§ Brief:
Please set down the entries below exactly as they appear, copying only the lines between the one holding "Exercise. Annotate the man holding" and the one holding "x=104, y=190", inclusive.

§ Recorded data:
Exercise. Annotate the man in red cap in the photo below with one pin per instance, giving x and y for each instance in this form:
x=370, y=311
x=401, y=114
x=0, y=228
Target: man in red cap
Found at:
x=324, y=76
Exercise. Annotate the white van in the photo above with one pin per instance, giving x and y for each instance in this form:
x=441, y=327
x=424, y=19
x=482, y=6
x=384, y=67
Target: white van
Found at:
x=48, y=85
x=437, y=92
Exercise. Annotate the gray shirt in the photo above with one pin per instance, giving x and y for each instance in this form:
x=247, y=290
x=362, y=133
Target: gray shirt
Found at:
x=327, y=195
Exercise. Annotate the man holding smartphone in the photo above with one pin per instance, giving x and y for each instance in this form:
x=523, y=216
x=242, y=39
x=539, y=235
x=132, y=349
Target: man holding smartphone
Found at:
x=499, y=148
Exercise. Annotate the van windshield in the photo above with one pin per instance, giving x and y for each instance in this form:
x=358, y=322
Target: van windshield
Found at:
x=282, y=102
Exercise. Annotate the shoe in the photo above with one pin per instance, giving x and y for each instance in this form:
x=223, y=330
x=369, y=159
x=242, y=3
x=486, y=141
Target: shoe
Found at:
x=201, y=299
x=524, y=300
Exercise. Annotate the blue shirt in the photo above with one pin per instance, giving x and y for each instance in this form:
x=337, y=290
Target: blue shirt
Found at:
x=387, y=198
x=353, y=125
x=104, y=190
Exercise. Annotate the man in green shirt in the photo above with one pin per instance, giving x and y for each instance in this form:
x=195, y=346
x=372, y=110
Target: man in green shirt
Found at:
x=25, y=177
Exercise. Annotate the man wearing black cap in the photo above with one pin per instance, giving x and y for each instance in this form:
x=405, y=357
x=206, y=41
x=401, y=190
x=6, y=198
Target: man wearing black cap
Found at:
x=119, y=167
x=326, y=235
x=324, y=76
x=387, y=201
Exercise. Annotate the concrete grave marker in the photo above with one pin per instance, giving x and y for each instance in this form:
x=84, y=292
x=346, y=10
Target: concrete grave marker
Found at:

§ Worked solution:
Exercise. Annotate the man holding smartphone in the photo above with one pin per instance, giving x and y for each instance in this form:
x=523, y=216
x=242, y=39
x=539, y=235
x=132, y=349
Target: man holding smartphone
Found at:
x=499, y=148
Exercise. Annotate the van windshield in the photo above with one pin per instance, giving x and y for each instance in this form:
x=358, y=322
Target: van windshield
Found at:
x=282, y=102
Exercise. Annotate the shoe in the photo above with one pin per instance, giving x and y for each instance in this form:
x=223, y=330
x=369, y=159
x=242, y=3
x=486, y=141
Target: shoe
Found at:
x=201, y=299
x=524, y=300
Exercise. Annotate the blue shirt in the photo above with one pin per instance, giving x and y for each instance in this form:
x=337, y=290
Target: blue shirt
Found at:
x=387, y=198
x=353, y=125
x=104, y=190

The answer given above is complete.